* _SOURCE_
I do feel a bit more vulnerable now that I saw that though… almost like those people that found out AOL released their search logs.
I ABoutus.org will argue that just like Phone Numbers, your contact info is not copyrightable. There is that famous yellow pages book case. Regardless, I don’t see the benfit of having my details on Aboutus. Why would I want to be listed?
I’m not a fan. When I searched my site, About Us had not scraped it yet, so all I saw were the related links, which I don’t have a problem with. I absolutely have a problem with them infringing copyrights. If they do infringe, I will consider going after them.
I just visited, they had copied a rather large part of one of one of my webpages without authorship information or attribution. This is much different than simply listing my domain information.
The problem, Craig, is that it’s a wiki and as such has a restorable history. In fact, your domain’s information is still there on the site and is fairly easily discoverable, even if nobody ever bothers to revert the page back to the original version.
@pilgrim, The bot seems to have some kind of capitalization issue. There is a solution. And I went it and editted a good list of sites. I don’t even know where that related list came from, though some of it was from Alexa.
I have asked Ray King to comment on this issue. While he has been prompt to reply via email, I do hope he replies to this post.
Well sorry to say, but once you registered a domain, your personal information such as email and phone number is already made public (that’s if you filled it correctly and not using anykind of identity guard service). People can easily go to a whois service and found out a way to contact you (or expose you if that matter). No big deal.
As everyone else, I found my site on there and did not appreciate it. I mean, I do publish stuff online for people to view and normally don’t care if it’s archived or not. For some reason, and I’m unsure why, I really didn’t like this at all.
I appreciate the feedback from you and your community. The intention of AboutUs is to be a valuable and free resource that allows users to share their thoughts and knowledge of various websites. That said, your concerns are well expressed and here are my comments:
Whois data is readily and publicly available from many sources, as is historical whois data, which often pre-dates a domain being switched to \”private\”. I am not aware of any whois data service that first asks the registrant for permission to provide it — not that this wouldn’t be good, but it seems impractical. We list contact information because it is valuable to users wanting to contact website owners. The information can be changed simply by hitting the edit button.
Search engines also scrape some content from sites in order to give their readers a sense of what is on the site so the reader can decide if it’s worth going to the site. AboutUs does the same thing. The goal is to present some information as a \”stub\” so that readers to easily recognize the site. It can be edited from there.
On capitalization, we algorithmically try to figure out where the word breaks are and unfortunately it is not always accurate. So my apologies for that and thanks for helping to correct some of these errors.
AboutUs is a wiki, and as such, its content is openly editable. Some site owners may feel the desire to check AboutUs to see if anyone else has modified the page referring to their site or commented positively or negatively — just as they might want to know if someone made a blog or del.icio.us entry about their site. Watching for commentary on one’s own site is par for the course if you publish a website in the first place. To make this easier however, it is our plan to add the ability to get an e-mail alert for any pages users put on their watch list. This will be coming as soon as we are able.

* _COLLECTED DATA_
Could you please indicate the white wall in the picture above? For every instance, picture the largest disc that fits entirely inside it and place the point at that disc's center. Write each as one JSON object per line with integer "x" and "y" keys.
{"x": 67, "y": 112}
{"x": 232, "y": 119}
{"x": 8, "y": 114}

* _STATED PROBLEM 1_
In the AboutUs thread, what does the reply from AboutUs say is planned to make watching pages easier?
* _STATED PROBLEM 2_
Continue the AboutUs thread from its last sentence.

* _EXERCISE OUTPUT 1_
An e-mail alert for any pages users put on their watch list.

* _EXERCISE OUTPUT 2_
I am a big believer in wikis and their power to create collaborative works which would be impossible to do with fewer people — yet they do pose some new problems to think about. We will be watching the changes made on our site carefully to keep the development of the AboutUs moving in a positive direction.
I will also do my best to respond to continued thoughts. Thanks – Ray.
[…] There’s a lot of buzz today about AboutUs.org and whether or not their practice of posting the whois information of peoples sites to their wiki is ethical. […]
How conveinent that they managed to suck the content off pages of two of my sites, but not the very explicit copyright notices at the bottom of them.
Hilarious that when I went in to edit the pages about my site, there’s a big message about not posting copyrighted content.
I’m just horrified that this site even exists.
Thank you for your comments Ray.
Really appreciated. I guess AboutUs does have a long way to go and a lot of queries to be answered as it gets there.
I went and had a look, and my site wasn’t on there. So I decided to see how the automated system worked.
On the front page, I typed my domain name into the \”add missing domain\” box, and told it to create the page. It took a second and did so, and then let me have a look see.
The resulting page is rather bereft of information. It has a screen shot and some unusual text for a description, but it’s all more or less correct. Funnily enough, I recognize where all this information came from.
Near as I can figure, it basically scraped Alexa and possibly Technorati. The screen shot of my page came from somewhere I do not know. Alexa’s screen shot of my page is different, and the screen shot it found is out of date, showing some older material. But the description is straight from Alexa, as is the email address and name and such.
Looking at my server logs, it doesn’t appear to have actually hit my site at all, although I need to check the apache logs directly to be certain of that.
they are using the new alexa web search thingy where they give you access to all their info for a small fee. if you look up your site on alexa.com and you compare the info to whats listed on aboutus.org you will notice that its the same.
what is your comment on the problem summarized (again, not the first time this came up) by Lisa regarding copying our content, leaving copyright notices out and in some kind of wired irony saying on the edit page not to use copyrighted content?
You said search engines also use the content, sure, but they don’t enable anybody to change this content!
[…] Flowing up on what I wrote about the AboutUs.org uproar yesterday, I noticed that Ray King (owner of aboutus.org) left a rather lengthy reply to on Ajay D?Souza’s blog. […]
My biggest concern is that even if I edit away my copyrighted content, it’s still there in the History section.
AboutUs should be \”opt in\” (in the same way that many sites like Technorati won’t index your site unless you \”ping\” them) and should not editable by all and sundry. Plus it needs to be possible to purge your history, so that copyrighted material is actually removed.
It would be unethical, in my opinion, if it started listing information not publicly available about you and your website. This is very much possible since it allows people to edit any website’s information.
Scenario: John B. Average becomes miffed with Jane B. Average (his competition) and decides to post all of her private information on the site. Jane B. Average has no idea this site exists, but starts wondering why strange people are e-mailing her, calling her, or even driving by her home. See where I’m going with this?
As is stands now, I don’t believe AboutUs.org is unethical, but I don’t care for it.
It’s not a registrar or whois look-up service; the owner should give website owners the ability to opt-out of appearing in the list. Google, Yahoo!, MSN, and even The Internet Archives give webmasters a way to opt-out of their directories, and so should AboutUs.org.
My 2 cents.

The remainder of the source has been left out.